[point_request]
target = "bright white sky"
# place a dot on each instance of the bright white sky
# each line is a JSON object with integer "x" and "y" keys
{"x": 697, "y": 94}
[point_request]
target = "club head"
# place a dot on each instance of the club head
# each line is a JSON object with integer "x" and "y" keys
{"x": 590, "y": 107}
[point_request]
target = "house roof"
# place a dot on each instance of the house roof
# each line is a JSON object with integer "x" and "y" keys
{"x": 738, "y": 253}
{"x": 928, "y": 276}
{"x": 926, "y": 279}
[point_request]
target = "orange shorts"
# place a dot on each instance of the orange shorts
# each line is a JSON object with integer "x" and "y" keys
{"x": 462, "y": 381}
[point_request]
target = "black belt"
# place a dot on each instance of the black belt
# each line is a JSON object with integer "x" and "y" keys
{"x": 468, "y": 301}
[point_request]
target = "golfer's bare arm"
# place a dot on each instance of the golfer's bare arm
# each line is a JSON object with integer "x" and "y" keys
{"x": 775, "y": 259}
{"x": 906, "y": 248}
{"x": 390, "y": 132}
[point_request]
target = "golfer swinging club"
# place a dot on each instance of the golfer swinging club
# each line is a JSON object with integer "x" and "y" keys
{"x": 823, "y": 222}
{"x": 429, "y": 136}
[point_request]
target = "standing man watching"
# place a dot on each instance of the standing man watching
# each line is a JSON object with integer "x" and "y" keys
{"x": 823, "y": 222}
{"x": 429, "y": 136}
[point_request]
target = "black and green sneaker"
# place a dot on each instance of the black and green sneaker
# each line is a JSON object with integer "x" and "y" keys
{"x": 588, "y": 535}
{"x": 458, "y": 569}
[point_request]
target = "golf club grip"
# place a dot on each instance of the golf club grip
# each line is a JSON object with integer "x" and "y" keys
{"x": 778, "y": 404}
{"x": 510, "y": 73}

| TASK DESCRIPTION |
Extract all lines from the material above that include the word "white".

| WRITTEN SOLUTION |
target = "bright white sky"
# place a dot on each instance of the bright white sky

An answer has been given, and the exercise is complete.